> [Task to carry out] Please arrange every line of the entries below as a Markdown table with the columns "Row" and "Line", numbering the rows in order and leaving out blank lines and the pictures.

> [Dataset records]

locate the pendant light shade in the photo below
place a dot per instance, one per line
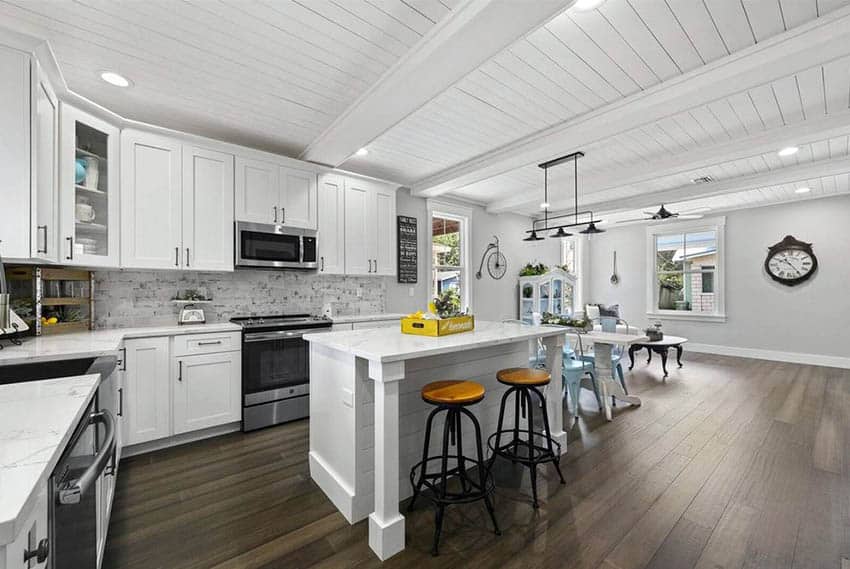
(591, 229)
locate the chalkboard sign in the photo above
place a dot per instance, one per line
(408, 266)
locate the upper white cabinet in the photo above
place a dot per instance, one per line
(331, 224)
(44, 237)
(370, 240)
(15, 153)
(88, 189)
(207, 209)
(269, 191)
(177, 205)
(151, 234)
(29, 123)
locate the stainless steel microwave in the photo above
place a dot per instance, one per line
(272, 246)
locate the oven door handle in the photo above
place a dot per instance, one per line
(279, 334)
(72, 492)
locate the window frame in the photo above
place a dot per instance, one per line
(716, 224)
(463, 215)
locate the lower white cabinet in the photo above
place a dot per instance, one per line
(31, 532)
(207, 391)
(176, 385)
(147, 390)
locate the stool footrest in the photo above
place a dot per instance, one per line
(534, 453)
(470, 483)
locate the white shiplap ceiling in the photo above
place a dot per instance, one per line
(267, 73)
(279, 75)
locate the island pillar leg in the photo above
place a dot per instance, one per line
(386, 524)
(554, 403)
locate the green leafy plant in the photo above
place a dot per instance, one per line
(448, 303)
(532, 270)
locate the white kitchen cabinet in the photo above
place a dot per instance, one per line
(151, 215)
(331, 224)
(88, 201)
(31, 532)
(15, 153)
(369, 228)
(207, 210)
(44, 237)
(147, 390)
(207, 390)
(270, 191)
(383, 226)
(257, 191)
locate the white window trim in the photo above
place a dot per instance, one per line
(717, 224)
(464, 215)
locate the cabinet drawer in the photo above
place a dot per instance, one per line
(394, 323)
(207, 343)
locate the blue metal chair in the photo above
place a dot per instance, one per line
(575, 369)
(609, 324)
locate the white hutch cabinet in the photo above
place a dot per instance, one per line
(553, 292)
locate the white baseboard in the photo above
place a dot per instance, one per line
(181, 439)
(759, 354)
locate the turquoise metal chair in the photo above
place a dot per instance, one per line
(609, 324)
(576, 369)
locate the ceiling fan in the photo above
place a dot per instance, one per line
(664, 213)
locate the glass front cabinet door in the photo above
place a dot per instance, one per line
(88, 189)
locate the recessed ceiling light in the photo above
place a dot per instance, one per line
(585, 5)
(115, 79)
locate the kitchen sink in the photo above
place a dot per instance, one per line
(58, 368)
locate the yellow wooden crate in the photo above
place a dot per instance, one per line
(444, 327)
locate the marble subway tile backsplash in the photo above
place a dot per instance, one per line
(143, 298)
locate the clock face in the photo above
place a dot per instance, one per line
(790, 264)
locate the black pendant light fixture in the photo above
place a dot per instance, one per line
(559, 229)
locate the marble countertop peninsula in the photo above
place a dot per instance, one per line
(37, 418)
(366, 317)
(389, 344)
(94, 343)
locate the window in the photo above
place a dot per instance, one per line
(449, 265)
(685, 266)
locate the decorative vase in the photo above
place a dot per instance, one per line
(92, 172)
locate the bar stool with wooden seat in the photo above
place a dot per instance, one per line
(538, 447)
(453, 397)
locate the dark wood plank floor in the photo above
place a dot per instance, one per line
(731, 463)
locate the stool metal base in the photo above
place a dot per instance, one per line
(525, 451)
(473, 487)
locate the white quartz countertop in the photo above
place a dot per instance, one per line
(37, 418)
(389, 344)
(94, 343)
(366, 318)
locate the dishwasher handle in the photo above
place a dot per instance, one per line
(71, 493)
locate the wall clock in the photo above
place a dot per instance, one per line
(790, 261)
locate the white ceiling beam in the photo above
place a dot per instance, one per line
(473, 33)
(805, 132)
(788, 175)
(824, 39)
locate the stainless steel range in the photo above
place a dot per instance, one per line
(276, 368)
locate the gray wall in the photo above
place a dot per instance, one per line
(761, 314)
(491, 299)
(142, 298)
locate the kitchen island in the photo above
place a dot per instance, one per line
(367, 419)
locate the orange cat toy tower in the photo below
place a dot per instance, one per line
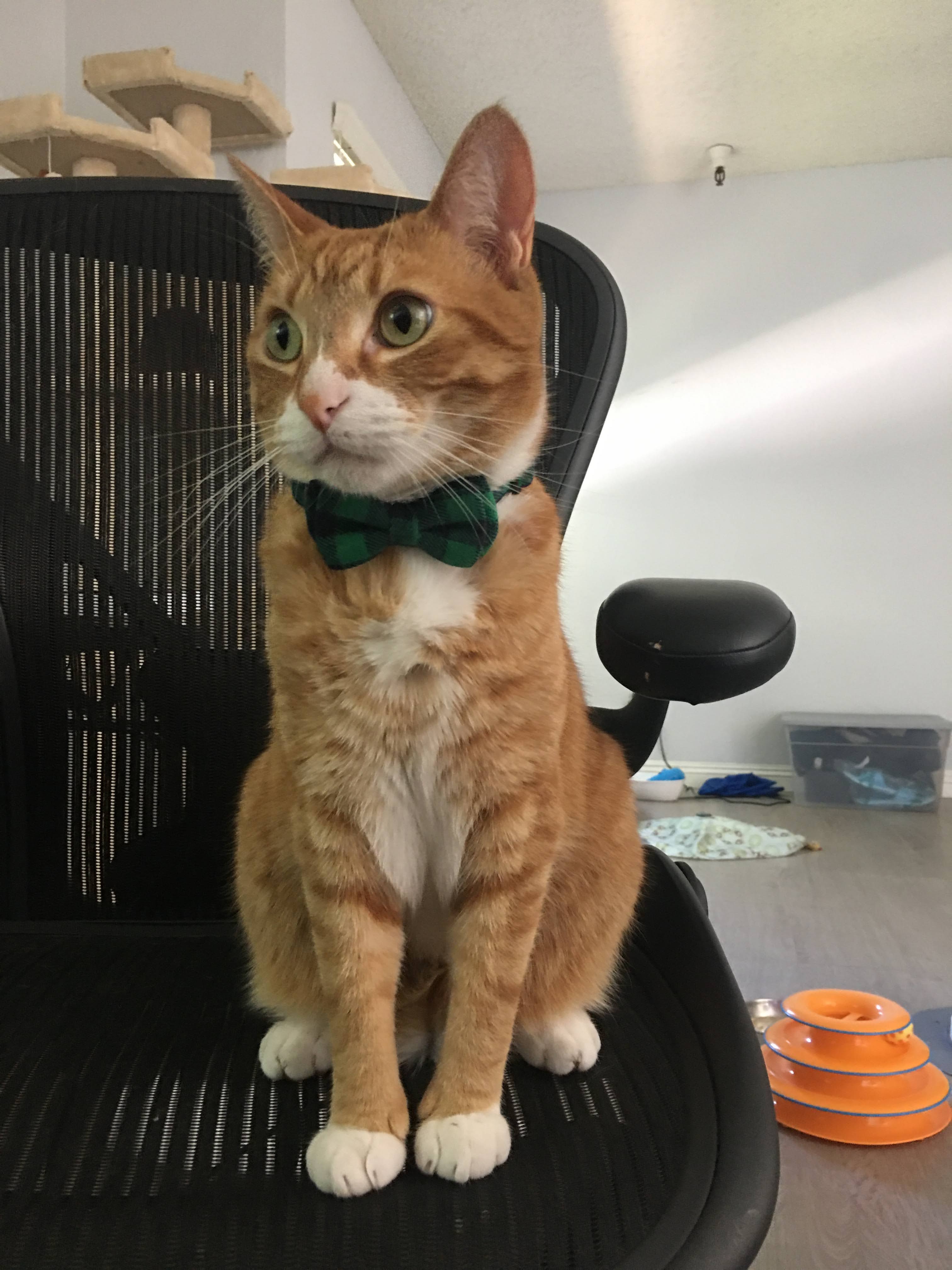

> [Correct result]
| Row | Line |
|---|---|
| 1 | locate the pendant light shade in the photo below |
| 2 | place a dot per instance, one per line |
| 3 | (591, 229) |
| 4 | locate the chalkboard sign in the photo above |
| 5 | place a dot per instance, one per line |
| 6 | (408, 266) |
| 7 | locate the upper white cabinet in the photo above |
| 8 | place a dot per instance, one per line |
| 9 | (331, 224) |
| 10 | (44, 237) |
| 11 | (370, 240) |
| 12 | (15, 153) |
| 13 | (88, 189) |
| 14 | (207, 209) |
| 15 | (269, 191) |
| 16 | (177, 205) |
| 17 | (151, 234) |
| 18 | (29, 123) |
| 19 | locate the stainless steel microwave in the photo above |
| 20 | place a dot per instance, one per line |
| 21 | (272, 246) |
| 22 | locate the oven door handle in the photo above |
| 23 | place a dot per instance, one per line |
| 24 | (279, 334) |
| 25 | (72, 492) |
| 26 | locate the window frame in the photo above |
| 27 | place a dot per instance, one per line |
| 28 | (716, 224) |
| 29 | (463, 215) |
| 30 | locate the lower white cabinet in the photo above |
| 31 | place a dot per instance, one per line |
| 32 | (31, 532) |
| 33 | (207, 391) |
| 34 | (176, 385) |
| 35 | (147, 390) |
| 36 | locate the stool footrest in the photo above |
| 37 | place a dot per instance, one per line |
| 38 | (534, 453) |
| 39 | (470, 483) |
| 40 | locate the white shiplap ceiling in the photo above |
| 41 | place a dot per instance, one per line |
| 42 | (267, 73) |
| 43 | (279, 75) |
| 44 | locate the island pillar leg in the photo above |
| 45 | place a dot per instance, one per line |
| 46 | (386, 524) |
| 47 | (554, 403) |
| 48 | locate the green leafy plant in the photo above |
| 49 | place a dot per instance, one per line |
| 50 | (448, 303) |
| 51 | (532, 270) |
| 52 | locate the white kitchen cabinet in the photo above |
| 53 | place a dot per instance, one per line |
| 54 | (151, 215) |
| 55 | (331, 224) |
| 56 | (88, 201) |
| 57 | (31, 532) |
| 58 | (15, 153) |
| 59 | (369, 228) |
| 60 | (207, 210) |
| 61 | (44, 237) |
| 62 | (147, 390) |
| 63 | (207, 390) |
| 64 | (270, 191) |
| 65 | (383, 226) |
| 66 | (257, 191) |
| 67 | locate the white window trim in the photo above |
| 68 | place a dot per instance, one per line |
| 69 | (717, 224) |
| 70 | (464, 215) |
| 71 | locate the cabinet drawer in the photo above |
| 72 | place a dot per instance, one per line |
| 73 | (394, 323) |
| 74 | (207, 343) |
| 75 | locate the blue metal chair in the photo above |
| 76 | place a dot per instance, one per line |
| 77 | (575, 369) |
| 78 | (609, 324) |
| 79 | locate the white hutch cabinet in the photo above |
| 80 | place a dot per instance, one per line |
| 81 | (553, 292) |
| 82 | locate the white baseboard in the photo above |
| 83 | place a dot per instance, one per line |
| 84 | (181, 439) |
| 85 | (759, 354) |
| 86 | locate the turquoise metal chair in the photo above |
| 87 | place a dot per instance, one per line |
| 88 | (609, 324) |
| 89 | (576, 369) |
| 90 | locate the ceiling fan in the photo above |
| 91 | place a dot per instance, one per line |
| 92 | (664, 213) |
| 93 | locate the glass front cabinet door in the photo above |
| 94 | place a dot per instance, one per line |
| 95 | (88, 189) |
| 96 | locate the recessed ceiling light in the photo above |
| 97 | place a dot per instance, one per line |
| 98 | (585, 5) |
| 99 | (115, 79) |
| 100 | locate the kitchen sink in the photo above |
| 101 | place a dot per instance, one per line |
| 102 | (58, 368) |
| 103 | locate the yellow wooden crate in the photo above |
| 104 | place a dot per instance, one per line |
| 105 | (444, 327) |
| 106 | locate the marble subway tile backsplash in the photo above |
| 107 | place a dot per instance, one per line |
| 108 | (143, 298) |
| 109 | locate the clock face in the photo above |
| 110 | place a dot per instance, one per line |
| 111 | (790, 264) |
| 112 | locate the black pendant light fixture in the photo above |
| 113 | place a dot per instance, one per line |
| 114 | (559, 229) |
| 115 | locate the marble countertop peninsula in the photo above |
| 116 | place a dot per instance, one per line |
| 117 | (37, 418) |
| 118 | (366, 317) |
| 119 | (389, 344) |
| 120 | (94, 343) |
| 121 | locate the window in the photo above |
| 122 | place a dot per instance, one per line |
| 123 | (449, 265) |
| 124 | (685, 266) |
| 125 | locate the decorative vase in the photo above |
| 126 | place a dot per instance, one per line |
| 127 | (92, 172) |
| 128 | locate the bar stool with wooden seat in the photo above |
| 129 | place a dot per instance, one per line |
| 130 | (538, 447) |
| 131 | (453, 397) |
| 132 | locate the dark wood plank floor in the photo above |
| 133 | place a dot per instance, one per line |
| 134 | (731, 463) |
| 135 | locate the stool metal base in the photo above |
| 136 | place a dot per instance, one per line |
| 137 | (525, 451) |
| 138 | (473, 487) |
| 139 | locate the white quartz countertop in the photo above |
| 140 | place a dot per instance, one per line |
| 141 | (37, 418) |
| 142 | (389, 344) |
| 143 | (94, 343) |
| 144 | (366, 318) |
| 145 | locate the dishwasher handle in the photo above |
| 146 | place a dot per instance, one per line |
| 147 | (71, 493) |
| 148 | locate the wall clock in the photo above |
| 149 | place a dot per instance, one per line |
| 150 | (790, 261) |
| 151 | locate the white ceiling beam in the photo above |
| 152 | place a dot per instance, one per line |
| 153 | (473, 33) |
| 154 | (805, 132) |
| 155 | (788, 175) |
| 156 | (824, 39) |
| 157 | locate the stainless steel range in the photo above |
| 158 | place a dot per instance, one per line |
| 159 | (276, 368) |
| 160 | locate the gray wall in the photo above |
| 161 | place a dot per instance, one per line |
| 162 | (761, 314) |
| 163 | (491, 299) |
| 164 | (142, 298) |
| 165 | locate the kitchen island in the photo above |
| 166 | place a dot per instance, one per line |
| 167 | (367, 419) |
| 168 | locate the orange cat toy tower in the photo below |
| 169 | place a dot per instance, one per line |